*SHORT TASK 1*:
Do the following statements agree with the passage on the history of video surveillance? (a) In the United States, the number of installed surveillance cameras rose from 47 to 70 million between 2015 and 2018. (b) Samuel Morse invented the practical incandescent light bulb. (c) Ancient Egyptian temple complexes had watchtowers. Answer yes or no for each, and quote the deciding words of the passage.
*SHORT TASK 2*:
Can you quote the passage on the history of video surveillance from "Electric Light (1879): Thomas" up to and including "Circuit Television (CCTV)."?

*EXCERPT TO READ*:

In today’s fast-paced digital world, it’s almost impossible to think of a sector, industry, or business that doesn’t rely on video surveillance to monitor and protect its people, property, and assets.
Video surveillance is a must-have component of any security plan, providing many critical applications and benefits. From security systems to work safety to risk management, video surveillance is used by a broad range of businesses and institutions to improve their operations.
Between 2015 to 2018, the number of installed surveillance cameras grew by nearly 50 percent, from 47 to 70 million, in the United States. But how did this technology go from an ancient concept to a modern necessity?
Early examples of surveillance in ancient civilizations
From the all-seeing eye to the inviolable wall, surveillance has been a part of civilizations from the beginning of time. Early examples of surveillance in ancient cultures have been found worldwide, including the many pyramids in Egypt and Mesopotamia.
In ancient Egyptian civilizations, for example, temple complexes were equipped with strategically placed watchtowers which functioned similarly to today’s monitoring towers or security operations centers (SOCs).
These early forms of surveillance were nothing like today’s modern video surveillance systems, but they did serve a similar purpose of monitoring and protecting people and property.
Industrial Revolution and video surveillance systems
The industrial revolution changed every aspect of society. With the rise of factories, urbanization, and population growth, there was a need for increased security and control in industrialized areas.
Industrial Revolution inventions that laid the groundwork for video surveillance systems included:
Electrical Telegraph (1837): The invention of the electrical telegraph by Samuel Morse enabled the transmission of messages over long distances using electric signals. This laid the groundwork for the future transmission of visual information.
Photography (1839): The invention of photography by Louis Daguerre and William Henry Fox Talbot allowed for the capturing and preserving of images. Photography served as a precursor to video technology, and its advancements contributed to the development of video surveillance.
Electric Light (1879): Thomas Edison’s invention of the practical incandescent light bulb revolutionized lighting and extended the operational hours of surveillance systems, enabling round-the-clock monitoring.
Motion Picture Camera (1891): The creation of the motion picture camera by Thomas Edison and William Kennedy Dickson paved the way for developing video recording technology used in video surveillance.
The increased need for security and control in industrialized areas during this time period eventually led to the four letters every security professional knows, Closed Circuit Television (CCTV).
Early CCTV systems and applications
Video surveillance has come a long way since its inception. In the early days of CCTV systems, the technology was rudimentary and limited in its capabilities. However, these early systems laid the foundation for the advancements we see today.

*RECORDS SUPPLIED*:
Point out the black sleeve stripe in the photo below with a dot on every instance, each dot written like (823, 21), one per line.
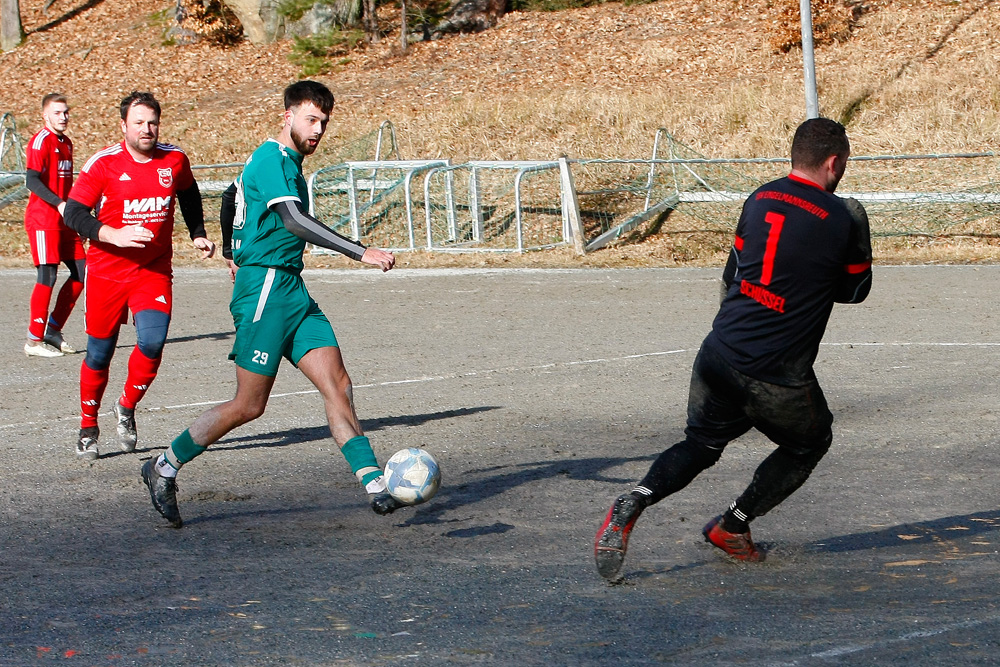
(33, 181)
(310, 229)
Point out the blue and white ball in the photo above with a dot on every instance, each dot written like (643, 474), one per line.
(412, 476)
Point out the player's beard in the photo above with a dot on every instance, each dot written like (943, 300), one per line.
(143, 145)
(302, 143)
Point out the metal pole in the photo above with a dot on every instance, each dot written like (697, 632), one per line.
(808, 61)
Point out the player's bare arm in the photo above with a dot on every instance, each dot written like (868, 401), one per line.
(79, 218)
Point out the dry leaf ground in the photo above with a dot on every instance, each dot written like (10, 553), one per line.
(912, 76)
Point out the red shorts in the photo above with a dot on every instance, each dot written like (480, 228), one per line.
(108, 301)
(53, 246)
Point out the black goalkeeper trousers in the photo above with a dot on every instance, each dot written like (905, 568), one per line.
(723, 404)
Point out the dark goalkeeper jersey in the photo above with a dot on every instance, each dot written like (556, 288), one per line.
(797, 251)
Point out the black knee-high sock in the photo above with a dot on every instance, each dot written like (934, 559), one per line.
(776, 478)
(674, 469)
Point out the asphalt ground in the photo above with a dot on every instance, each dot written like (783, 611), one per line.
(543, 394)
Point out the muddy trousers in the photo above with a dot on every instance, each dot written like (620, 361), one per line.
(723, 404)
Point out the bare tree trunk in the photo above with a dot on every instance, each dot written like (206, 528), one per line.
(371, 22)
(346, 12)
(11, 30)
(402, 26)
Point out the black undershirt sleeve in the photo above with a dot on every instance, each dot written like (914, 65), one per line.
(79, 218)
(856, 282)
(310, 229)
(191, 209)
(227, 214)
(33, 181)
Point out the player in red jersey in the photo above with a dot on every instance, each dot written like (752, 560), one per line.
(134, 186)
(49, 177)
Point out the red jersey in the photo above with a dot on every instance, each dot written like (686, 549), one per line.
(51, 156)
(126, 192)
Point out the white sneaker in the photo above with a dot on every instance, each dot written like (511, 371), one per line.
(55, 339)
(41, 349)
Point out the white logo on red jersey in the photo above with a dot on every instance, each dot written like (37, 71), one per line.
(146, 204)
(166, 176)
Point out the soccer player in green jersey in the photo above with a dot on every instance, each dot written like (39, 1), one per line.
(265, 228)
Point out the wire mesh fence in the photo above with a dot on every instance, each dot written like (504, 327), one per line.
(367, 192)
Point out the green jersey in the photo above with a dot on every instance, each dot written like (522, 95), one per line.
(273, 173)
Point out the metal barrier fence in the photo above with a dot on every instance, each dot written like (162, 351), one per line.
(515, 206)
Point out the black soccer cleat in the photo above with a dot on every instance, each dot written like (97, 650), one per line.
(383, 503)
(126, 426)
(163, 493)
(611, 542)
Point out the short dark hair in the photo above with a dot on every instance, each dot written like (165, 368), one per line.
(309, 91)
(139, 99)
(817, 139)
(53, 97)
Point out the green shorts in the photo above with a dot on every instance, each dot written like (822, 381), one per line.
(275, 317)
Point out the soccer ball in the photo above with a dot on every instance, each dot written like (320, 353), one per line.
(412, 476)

*RESPONSE 1*:
(a) Yes: "Between 2015 to 2018, the number of installed surveillance cameras grew by nearly 50 percent, from 47 to 70 million, in the United States."
(b) No: "Thomas Edison’s invention of the practical incandescent light bulb"
(c) Yes: "temple complexes were equipped with strategically placed watchtowers"

*RESPONSE 2*:
Electric Light (1879): Thomas Edison’s invention of the practical incandescent light bulb revolutionized lighting and extended the operational hours of surveillance systems, enabling round-the-clock monitoring.
Motion Picture Camera (1891): The creation of the motion picture camera by Thomas Edison and William Kennedy Dickson paved the way for developing video recording technology used in video surveillance.
The increased need for security and control in industrialized areas during this time period eventually led to the four letters every security professional knows, Closed Circuit Television (CCTV).